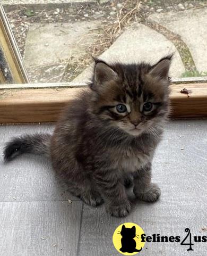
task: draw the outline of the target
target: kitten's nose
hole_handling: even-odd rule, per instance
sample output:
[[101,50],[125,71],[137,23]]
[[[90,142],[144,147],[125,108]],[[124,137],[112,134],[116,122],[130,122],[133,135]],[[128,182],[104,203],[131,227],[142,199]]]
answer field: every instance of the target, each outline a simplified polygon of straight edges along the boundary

# INSTRUCTIONS TO FOLLOW:
Rewrite the listing above with every instance of "target" replaced by "object" and everything else unchanged, leaving out the pictures.

# ANSWER TO THIS PROBLEM:
task: draw the outline of the object
object: kitten's nose
hole_handling: even-odd rule, per instance
sample output:
[[101,50],[125,71],[137,23]]
[[[90,142],[144,147],[125,108]],[[124,137],[112,134],[116,122],[130,122],[133,135]],[[128,182],[104,203],[131,227],[142,199]]]
answer field: every instance of the object, each outline a simplified polygon of straight edges along the boundary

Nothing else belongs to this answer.